**Esercizi**
a) Spiega perché, secondo l'estratto, la mutazione individuata dai ricercatori spagnoli costituisce una novità nel caso dell'ACMSD.
b) Scrivi il seguito dell'estratto sulla nuova mutazione legata al Parkinson.

**Estratto**
******************************

I ricercatori  Eduardo Tolosa e Dolores Vilas hanno trovato una nuova mutazione ricollegabile al Parkinson. La scoperta è stata fatta nel corso di uno studio su 62 pazienti affetti da Parkinson, tenuto sull’isola di Minorca. Per il momento hanno individuato la mutazione su un solo paziente, un uomo di 74 anni.

Gli studiosi stanno ancora cercando tutte le cause genetiche del Parkinson. Fino ad oggi avevano individuato cinque possibili locazioni genetiche coinvolte nello sviluppo della malattia. Ciononostante, nel caso del ACMSD non avevano ancora trovato nessuna mutazione legata alla malattia. Il primo caso è stato quello individuato dai ricercatori spagnoli. Secondo i due, si tratterebbe di una variante rara che aumenterebbe il rischio di sviluppare il Parkinson.

******************************

**Dati archiviati**
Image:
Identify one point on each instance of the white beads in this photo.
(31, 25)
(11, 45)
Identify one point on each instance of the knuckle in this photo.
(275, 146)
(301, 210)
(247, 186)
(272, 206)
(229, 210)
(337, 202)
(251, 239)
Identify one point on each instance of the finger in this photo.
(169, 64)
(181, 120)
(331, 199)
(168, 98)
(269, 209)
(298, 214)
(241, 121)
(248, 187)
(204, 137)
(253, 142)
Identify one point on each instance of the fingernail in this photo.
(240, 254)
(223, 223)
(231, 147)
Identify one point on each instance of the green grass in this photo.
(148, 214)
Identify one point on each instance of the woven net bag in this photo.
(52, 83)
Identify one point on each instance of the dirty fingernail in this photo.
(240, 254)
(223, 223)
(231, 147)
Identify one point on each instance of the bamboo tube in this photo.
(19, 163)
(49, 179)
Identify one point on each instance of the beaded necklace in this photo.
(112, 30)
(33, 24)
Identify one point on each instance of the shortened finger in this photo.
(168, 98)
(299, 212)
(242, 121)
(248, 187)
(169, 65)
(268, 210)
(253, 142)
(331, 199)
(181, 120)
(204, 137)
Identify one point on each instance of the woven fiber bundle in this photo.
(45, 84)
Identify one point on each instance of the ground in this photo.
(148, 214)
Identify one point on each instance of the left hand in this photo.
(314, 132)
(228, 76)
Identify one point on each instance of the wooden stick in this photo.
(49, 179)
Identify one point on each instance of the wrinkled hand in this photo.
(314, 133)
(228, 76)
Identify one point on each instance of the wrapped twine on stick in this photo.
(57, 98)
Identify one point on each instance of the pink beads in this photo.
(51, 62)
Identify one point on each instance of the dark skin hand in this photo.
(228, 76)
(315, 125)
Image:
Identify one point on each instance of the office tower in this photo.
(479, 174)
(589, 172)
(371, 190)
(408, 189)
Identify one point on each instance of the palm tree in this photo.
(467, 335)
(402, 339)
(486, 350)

******************************

**Soluzioni degli esercizi**
a) Fino ad allora, nel caso dell'ACMSD, non era stata trovata nessuna mutazione legata al Parkinson. Quella individuata dai ricercatori spagnoli è il primo caso.

b)
L’uomo con la mutazione nel gene ACMSD non aveva nessun caso di Parkinson in famiglia. Inoltre, non mostrava nessuna delle mutazioni più comuni collegate alla malattia. La scoperta suggerisce che la nuova mutazione potrebbe essere un importante fattore di rischio per lo sviluppo del Parkinson. Già molti studiosi avevano infatti collegato il gene alla malattia, anche non era stata testimoniata alcuna mutazione.

Il gene ACMSD codifica per un enzima coinvolto nel percorso della chinurenina. Alcuni metaboliti della chinurenina giocano un ruolo importante nel funzionamento del sistema nervoso centrale. In alcuni casi, possono provocare infiammazioni e tipi di neurodegenerazione comuni nel Parkinson. La scoperta potrebbe quindi aiutare a comprendere meglio la malattia e a sviluppare nuove terapie.